### ASSIGNMENT
Set out exactly every line of the entries below, starting at the line that holds "INSTRUCTION = locate a point on each instance of the corrugated" and stopping after the line that holds "TARGET = oval logo".

═══

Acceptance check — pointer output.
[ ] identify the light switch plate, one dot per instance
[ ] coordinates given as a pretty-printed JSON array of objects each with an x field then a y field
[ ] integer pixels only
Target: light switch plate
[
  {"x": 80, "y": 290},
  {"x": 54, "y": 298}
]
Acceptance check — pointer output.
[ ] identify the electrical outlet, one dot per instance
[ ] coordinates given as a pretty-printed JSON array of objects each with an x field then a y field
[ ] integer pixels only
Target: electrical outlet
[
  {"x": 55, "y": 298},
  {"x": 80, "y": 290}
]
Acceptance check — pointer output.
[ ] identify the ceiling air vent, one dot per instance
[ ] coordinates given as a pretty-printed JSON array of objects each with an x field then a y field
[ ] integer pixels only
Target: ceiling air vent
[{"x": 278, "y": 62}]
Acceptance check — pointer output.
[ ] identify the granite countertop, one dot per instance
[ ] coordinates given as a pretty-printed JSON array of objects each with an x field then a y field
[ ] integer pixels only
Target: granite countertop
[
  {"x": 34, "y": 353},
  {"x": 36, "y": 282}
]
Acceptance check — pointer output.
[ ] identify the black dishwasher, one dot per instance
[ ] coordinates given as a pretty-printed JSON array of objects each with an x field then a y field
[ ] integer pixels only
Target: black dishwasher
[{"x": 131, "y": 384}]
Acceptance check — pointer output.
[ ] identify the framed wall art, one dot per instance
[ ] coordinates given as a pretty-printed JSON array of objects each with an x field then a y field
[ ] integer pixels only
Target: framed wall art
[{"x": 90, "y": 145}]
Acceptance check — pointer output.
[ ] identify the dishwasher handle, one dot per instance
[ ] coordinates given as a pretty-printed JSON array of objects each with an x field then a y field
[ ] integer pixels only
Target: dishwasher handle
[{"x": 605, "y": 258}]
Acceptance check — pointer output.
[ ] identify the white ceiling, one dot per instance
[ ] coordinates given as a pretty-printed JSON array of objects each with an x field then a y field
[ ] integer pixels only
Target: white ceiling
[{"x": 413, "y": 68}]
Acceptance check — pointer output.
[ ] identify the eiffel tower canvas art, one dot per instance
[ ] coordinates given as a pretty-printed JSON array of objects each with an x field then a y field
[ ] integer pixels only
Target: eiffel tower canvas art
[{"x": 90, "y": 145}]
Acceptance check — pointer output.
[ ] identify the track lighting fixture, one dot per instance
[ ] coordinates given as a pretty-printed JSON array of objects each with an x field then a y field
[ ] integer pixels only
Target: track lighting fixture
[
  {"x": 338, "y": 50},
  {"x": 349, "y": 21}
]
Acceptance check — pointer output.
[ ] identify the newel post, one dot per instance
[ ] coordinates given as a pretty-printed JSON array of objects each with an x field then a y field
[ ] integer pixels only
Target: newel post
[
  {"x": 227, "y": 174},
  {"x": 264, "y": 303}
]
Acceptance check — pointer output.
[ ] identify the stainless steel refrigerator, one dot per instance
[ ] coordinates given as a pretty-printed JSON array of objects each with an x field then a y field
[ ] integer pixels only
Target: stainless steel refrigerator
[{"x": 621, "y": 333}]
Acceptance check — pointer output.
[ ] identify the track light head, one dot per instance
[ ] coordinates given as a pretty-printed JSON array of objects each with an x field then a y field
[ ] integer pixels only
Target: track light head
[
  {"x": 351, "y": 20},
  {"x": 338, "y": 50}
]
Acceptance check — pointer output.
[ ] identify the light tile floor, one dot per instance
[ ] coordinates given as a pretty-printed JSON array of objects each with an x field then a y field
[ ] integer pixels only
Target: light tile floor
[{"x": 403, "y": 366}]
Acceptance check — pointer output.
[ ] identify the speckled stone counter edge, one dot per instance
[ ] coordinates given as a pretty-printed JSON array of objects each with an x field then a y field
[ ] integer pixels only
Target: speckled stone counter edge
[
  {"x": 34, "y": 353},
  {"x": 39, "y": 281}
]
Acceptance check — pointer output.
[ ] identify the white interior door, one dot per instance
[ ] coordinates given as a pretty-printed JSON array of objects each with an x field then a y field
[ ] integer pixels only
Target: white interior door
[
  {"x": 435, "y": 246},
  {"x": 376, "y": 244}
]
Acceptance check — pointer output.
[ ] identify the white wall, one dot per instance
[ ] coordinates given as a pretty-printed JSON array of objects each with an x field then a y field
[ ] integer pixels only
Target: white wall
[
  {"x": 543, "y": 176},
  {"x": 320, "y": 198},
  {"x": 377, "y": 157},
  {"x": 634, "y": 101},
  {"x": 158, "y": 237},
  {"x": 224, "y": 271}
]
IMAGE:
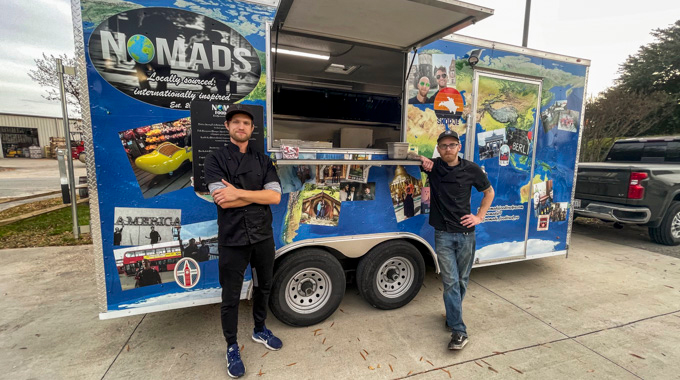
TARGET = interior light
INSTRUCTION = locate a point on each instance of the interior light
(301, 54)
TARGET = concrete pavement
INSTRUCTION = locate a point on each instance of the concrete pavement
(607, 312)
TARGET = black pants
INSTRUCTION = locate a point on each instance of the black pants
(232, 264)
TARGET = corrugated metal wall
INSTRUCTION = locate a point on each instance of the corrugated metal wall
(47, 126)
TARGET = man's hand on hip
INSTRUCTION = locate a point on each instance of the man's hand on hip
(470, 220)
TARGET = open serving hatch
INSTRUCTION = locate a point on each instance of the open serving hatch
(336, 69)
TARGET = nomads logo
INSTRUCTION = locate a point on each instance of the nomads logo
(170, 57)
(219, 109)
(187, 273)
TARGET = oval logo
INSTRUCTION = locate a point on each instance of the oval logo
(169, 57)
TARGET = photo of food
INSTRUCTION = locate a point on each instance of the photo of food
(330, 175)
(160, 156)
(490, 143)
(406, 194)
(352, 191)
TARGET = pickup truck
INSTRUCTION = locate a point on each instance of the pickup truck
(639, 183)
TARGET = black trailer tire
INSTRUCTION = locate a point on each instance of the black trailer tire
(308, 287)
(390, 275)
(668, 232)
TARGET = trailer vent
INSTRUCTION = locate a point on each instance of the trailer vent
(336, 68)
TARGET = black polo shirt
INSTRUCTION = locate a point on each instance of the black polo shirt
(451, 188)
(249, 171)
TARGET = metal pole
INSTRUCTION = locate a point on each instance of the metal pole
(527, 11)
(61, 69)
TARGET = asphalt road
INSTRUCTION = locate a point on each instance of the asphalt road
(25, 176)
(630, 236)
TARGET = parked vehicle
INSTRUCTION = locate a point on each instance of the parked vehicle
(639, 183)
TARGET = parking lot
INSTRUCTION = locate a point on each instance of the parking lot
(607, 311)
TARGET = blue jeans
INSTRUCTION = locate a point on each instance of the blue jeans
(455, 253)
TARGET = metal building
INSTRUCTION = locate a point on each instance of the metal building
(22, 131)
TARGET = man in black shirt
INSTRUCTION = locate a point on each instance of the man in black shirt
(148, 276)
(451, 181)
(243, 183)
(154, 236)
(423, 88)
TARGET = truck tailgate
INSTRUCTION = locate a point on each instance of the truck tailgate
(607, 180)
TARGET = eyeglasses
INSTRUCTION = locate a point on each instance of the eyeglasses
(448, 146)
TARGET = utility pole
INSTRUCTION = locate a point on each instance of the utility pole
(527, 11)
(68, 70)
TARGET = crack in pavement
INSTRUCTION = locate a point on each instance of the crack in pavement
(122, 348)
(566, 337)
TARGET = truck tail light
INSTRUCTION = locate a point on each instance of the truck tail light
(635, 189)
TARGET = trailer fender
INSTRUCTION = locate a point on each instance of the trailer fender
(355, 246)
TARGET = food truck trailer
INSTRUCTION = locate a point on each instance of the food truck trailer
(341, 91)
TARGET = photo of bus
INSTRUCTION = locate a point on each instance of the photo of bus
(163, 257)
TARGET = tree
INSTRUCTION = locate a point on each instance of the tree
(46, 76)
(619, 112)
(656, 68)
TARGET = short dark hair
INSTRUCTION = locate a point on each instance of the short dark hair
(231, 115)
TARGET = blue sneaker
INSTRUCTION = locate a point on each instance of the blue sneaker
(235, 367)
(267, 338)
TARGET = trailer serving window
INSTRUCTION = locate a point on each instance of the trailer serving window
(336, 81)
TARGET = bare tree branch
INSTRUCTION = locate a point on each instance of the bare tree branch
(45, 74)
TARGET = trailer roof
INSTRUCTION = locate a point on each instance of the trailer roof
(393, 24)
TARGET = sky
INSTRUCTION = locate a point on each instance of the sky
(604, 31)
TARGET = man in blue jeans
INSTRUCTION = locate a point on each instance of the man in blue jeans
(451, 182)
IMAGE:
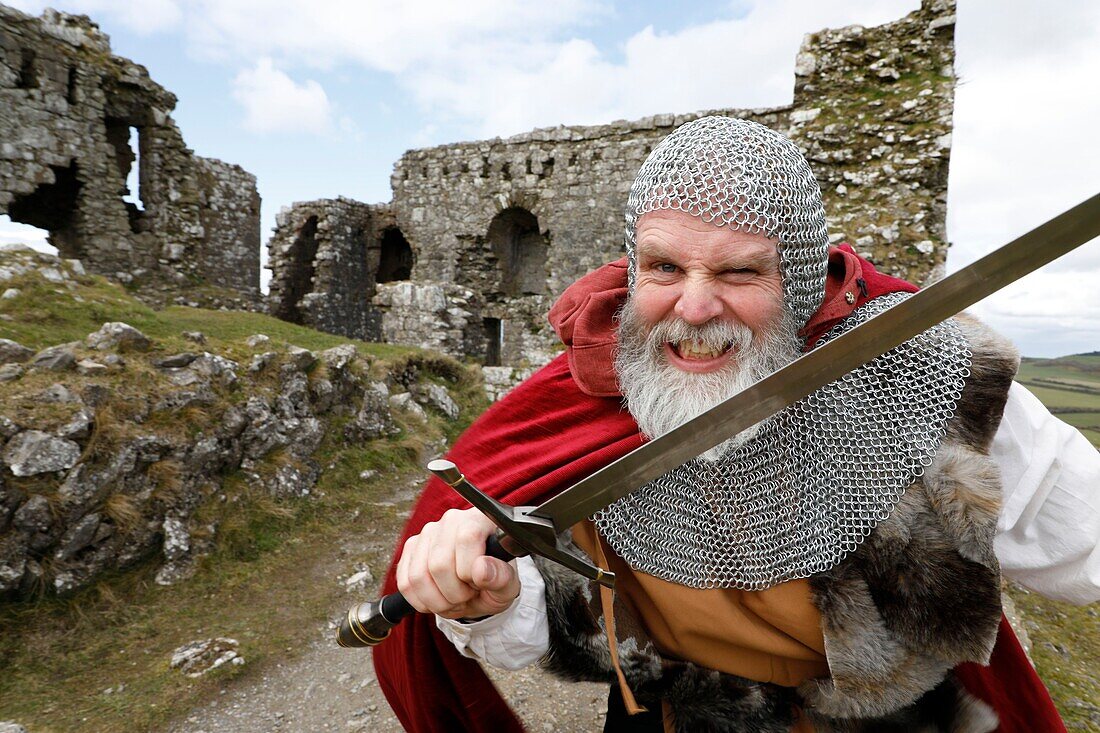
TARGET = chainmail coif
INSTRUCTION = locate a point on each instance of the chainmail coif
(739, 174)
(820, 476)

═══

### EXERCISE RESPONSE
INSTRUCTION = locate a point on each instance of the corrugated metal wall
(47, 126)
TARGET = man's hand on hip
INSTRUCTION = locate a point on each instance of the man's hand on hip
(470, 220)
TARGET = open serving hatch
INSTRUCTION = locate a point on each instance of the open serving hatch
(336, 69)
TARGET = nomads logo
INSTRUCTION = locate a point on each instance of the nomads logo
(170, 57)
(219, 109)
(187, 273)
TARGET = oval logo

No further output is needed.